-- Start of Supplied entries --

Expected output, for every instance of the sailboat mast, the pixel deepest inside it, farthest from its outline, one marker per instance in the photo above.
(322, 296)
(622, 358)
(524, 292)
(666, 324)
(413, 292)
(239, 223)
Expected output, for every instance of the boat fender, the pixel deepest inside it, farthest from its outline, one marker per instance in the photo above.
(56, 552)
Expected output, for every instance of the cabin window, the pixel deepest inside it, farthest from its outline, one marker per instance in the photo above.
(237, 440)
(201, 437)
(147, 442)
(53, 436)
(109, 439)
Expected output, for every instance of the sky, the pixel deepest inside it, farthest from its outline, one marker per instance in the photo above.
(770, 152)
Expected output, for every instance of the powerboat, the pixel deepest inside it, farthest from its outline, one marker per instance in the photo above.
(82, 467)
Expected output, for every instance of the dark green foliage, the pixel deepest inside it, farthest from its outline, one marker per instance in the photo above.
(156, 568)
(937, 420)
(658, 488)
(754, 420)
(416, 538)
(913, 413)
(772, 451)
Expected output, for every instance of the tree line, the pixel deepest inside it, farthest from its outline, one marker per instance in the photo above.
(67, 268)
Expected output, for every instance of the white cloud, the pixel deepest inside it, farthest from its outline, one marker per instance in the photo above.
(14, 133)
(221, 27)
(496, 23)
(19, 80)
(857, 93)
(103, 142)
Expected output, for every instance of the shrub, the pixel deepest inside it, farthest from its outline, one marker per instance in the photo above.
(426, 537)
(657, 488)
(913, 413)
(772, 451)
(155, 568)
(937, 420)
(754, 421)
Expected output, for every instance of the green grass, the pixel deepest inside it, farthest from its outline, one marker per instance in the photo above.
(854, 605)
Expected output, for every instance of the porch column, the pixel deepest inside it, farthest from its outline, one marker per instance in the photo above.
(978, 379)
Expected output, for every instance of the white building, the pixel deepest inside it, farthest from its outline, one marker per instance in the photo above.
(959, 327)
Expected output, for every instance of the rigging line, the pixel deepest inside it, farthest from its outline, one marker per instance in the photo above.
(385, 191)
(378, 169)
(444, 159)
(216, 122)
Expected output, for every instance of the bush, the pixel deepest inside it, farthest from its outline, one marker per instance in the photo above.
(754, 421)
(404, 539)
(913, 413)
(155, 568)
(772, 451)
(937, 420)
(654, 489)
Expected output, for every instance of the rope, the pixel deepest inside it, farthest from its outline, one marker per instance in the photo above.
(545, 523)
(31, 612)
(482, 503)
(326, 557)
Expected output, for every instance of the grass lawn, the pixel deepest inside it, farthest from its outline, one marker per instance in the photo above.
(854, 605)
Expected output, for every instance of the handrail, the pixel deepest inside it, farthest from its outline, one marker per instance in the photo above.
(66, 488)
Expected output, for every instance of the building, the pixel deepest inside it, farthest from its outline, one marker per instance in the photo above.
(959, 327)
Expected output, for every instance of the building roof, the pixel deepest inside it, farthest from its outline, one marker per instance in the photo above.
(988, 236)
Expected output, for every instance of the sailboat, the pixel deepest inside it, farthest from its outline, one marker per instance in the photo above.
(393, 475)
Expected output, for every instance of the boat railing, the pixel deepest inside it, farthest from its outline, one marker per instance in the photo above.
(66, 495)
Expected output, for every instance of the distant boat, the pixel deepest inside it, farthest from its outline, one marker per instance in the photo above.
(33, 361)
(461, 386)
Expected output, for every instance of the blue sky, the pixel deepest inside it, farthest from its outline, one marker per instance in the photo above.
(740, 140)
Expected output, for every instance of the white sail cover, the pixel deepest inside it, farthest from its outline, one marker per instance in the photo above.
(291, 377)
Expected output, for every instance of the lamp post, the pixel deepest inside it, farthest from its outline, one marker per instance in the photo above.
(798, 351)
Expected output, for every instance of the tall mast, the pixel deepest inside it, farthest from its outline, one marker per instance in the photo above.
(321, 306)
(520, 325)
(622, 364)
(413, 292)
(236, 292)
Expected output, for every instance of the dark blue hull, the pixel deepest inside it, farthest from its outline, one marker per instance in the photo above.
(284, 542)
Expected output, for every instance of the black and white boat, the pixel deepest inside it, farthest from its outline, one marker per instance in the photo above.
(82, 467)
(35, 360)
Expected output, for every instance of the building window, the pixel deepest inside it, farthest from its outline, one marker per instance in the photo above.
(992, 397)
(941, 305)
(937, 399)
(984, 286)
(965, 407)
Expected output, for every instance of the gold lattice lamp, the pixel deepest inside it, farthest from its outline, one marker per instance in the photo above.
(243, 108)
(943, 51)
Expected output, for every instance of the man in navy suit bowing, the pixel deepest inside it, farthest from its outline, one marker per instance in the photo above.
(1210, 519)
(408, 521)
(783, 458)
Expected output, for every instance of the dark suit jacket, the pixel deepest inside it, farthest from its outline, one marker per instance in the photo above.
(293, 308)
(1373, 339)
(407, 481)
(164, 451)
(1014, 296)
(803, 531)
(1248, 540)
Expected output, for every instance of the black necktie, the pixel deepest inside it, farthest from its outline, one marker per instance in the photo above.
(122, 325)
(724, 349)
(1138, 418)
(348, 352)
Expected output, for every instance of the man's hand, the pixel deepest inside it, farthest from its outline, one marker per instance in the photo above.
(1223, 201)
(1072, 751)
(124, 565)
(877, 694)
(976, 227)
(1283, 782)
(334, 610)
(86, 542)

-- End of Supplied entries --

> Stated exercise:
Scale the part of the items that opens with the line containing "Expected output, for every instance of the dark blue" and runs through the end of the items, both ends included. Write out every line in that part again, requests included, with each coordinate in the answers multiplied by 2.3 and rounded to a whole number, halves rounding up.

> Response to the task:
Expected output, for every instance of the dark blue hull, the pixel deepest inside it, farthest from its outline, one marker per instance in the photo above.
(653, 1247)
Expected output, for every instance of the black and white boat, the pixel deepest inside it, farthest from its outline, one marker per instance in the photo above.
(189, 1074)
(81, 828)
Expected output, for every instance of the building window, the pixel deepest inside it, farthest from its outline, one marker per instance in the photo above.
(2282, 913)
(2164, 702)
(2155, 918)
(2263, 658)
(2220, 936)
Expected output, for every instance of the gold lattice lamp, the pixel deepest inside it, farthest from its outline, one marker per instance in the photo above.
(559, 248)
(2169, 117)
Expected output, for every instance of the man in navy suit bowing, the pixel deepest inside it, farthest from its outline, one marker per instance in the photo above.
(2783, 1194)
(938, 1198)
(1801, 1053)
Expected output, for every instance of the dark suit jacket, the pixel deepest inside it, farthest from its outline, one marker per instance in the photo above.
(674, 708)
(3158, 780)
(936, 1106)
(377, 1037)
(2332, 681)
(1847, 1221)
(2870, 1242)
Expected output, for every instance of the black necktie, the pixel deepest inside it, farthest from its outline, one marker per instance in the photo above.
(281, 748)
(1665, 803)
(2617, 961)
(800, 810)
Expected output, for every instance of the man's hand, the pixel deepest inside it, farthest from its outline, one marker per instance in the photo above.
(2813, 462)
(2466, 1727)
(285, 1300)
(2017, 1596)
(2245, 522)
(2951, 1799)
(768, 1403)
(198, 1247)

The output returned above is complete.